[Aim]: Copy out every line of the records below, keeping each one unchanged.

[Object location annotation records]:
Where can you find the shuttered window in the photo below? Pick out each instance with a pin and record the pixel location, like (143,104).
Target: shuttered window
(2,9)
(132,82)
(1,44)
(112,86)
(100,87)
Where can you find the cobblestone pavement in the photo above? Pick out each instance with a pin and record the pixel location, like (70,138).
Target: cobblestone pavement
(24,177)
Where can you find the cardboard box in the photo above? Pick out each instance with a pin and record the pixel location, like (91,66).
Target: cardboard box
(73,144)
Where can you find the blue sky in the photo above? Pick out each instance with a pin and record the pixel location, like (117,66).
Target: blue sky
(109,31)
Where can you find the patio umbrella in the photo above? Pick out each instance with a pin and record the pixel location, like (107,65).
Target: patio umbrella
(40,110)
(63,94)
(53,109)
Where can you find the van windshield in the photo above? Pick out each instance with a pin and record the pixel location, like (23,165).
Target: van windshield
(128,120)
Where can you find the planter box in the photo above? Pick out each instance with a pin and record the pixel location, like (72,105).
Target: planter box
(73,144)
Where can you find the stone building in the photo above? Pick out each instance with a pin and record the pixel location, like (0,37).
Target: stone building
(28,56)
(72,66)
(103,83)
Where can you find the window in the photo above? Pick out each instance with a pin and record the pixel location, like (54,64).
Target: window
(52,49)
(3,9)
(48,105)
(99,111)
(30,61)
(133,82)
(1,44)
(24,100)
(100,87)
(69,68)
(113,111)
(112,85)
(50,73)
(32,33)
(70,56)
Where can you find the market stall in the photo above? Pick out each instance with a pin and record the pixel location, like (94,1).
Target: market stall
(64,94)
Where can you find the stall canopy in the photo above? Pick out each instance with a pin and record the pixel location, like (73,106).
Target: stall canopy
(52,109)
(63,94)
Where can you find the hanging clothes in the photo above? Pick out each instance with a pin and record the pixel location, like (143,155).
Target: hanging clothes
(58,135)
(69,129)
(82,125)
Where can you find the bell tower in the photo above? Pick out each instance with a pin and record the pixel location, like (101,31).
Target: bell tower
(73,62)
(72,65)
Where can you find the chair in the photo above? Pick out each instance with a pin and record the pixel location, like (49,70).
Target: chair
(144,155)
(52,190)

[Answer in full]:
Where can you find the shuttered window in the photo below? Pick out each instance with a pin and record the pixel location, like (143,104).
Target: shuttered window
(2,9)
(132,82)
(1,44)
(112,86)
(100,87)
Where can you find the cobblestone pavement in the photo above? Pick out each instance with a pin and record the pixel location, like (70,138).
Target: cobblestone pavement
(24,177)
Where can you find the cardboard box in the photo above? Pick out each instance with a pin and record the pixel location, like (91,66).
Target: cardboard box
(73,144)
Where can you find the blue sky in the photo above? Pick out each instance with a pin and record the pixel location, like (117,66).
Target: blue sky
(109,31)
Where can you find the patio umbrella in the photo above? Pick out each instance with a pin and record the pixel location, like (107,65).
Target: patio umbrella
(40,110)
(63,94)
(53,109)
Where can you find the van windshield in the photo above? Pick out each instance with a pin and record the pixel location, like (23,165).
Target: van windshield
(128,120)
Where can you find the planter box in the photo above? Pick out each instance with a pin and record the pixel location, like (72,105).
Target: planter box
(73,144)
Where can you find the stone building in the photo above? Pick out each instance with a pin and record the pixel location, like (0,37).
Target: stone building
(28,56)
(72,66)
(103,83)
Where can you find the window in the photo above? Pick out each instance with a pin and record the pixel location, like (54,64).
Target: window
(52,49)
(3,9)
(48,105)
(99,111)
(30,61)
(133,82)
(1,44)
(24,100)
(100,87)
(69,68)
(113,111)
(112,85)
(50,73)
(32,33)
(70,56)
Where can you find the market stall in the photo above? Pick out each instance with a pin and record the pixel location, like (94,1).
Target: market stall
(64,94)
Where can you find the stall canopy in the photo above? Pick out each instance with a pin and record the pixel location, like (73,106).
Target: stall canopy
(52,109)
(63,94)
Where can you find the hanging clothes in the photo above? Pick out each instance with a pin and record the pixel location, like (143,155).
Target: hanging clothes
(58,135)
(69,129)
(82,125)
Where can you find the bell tower in the photo above? Pick out each instance with a pin and record the pixel location, like (101,31).
Target: bell tower
(73,62)
(72,65)
Where can you find the chair in the photo above? Pick out each instance with a pin and record the pixel location, like (49,70).
Target: chair
(144,155)
(52,190)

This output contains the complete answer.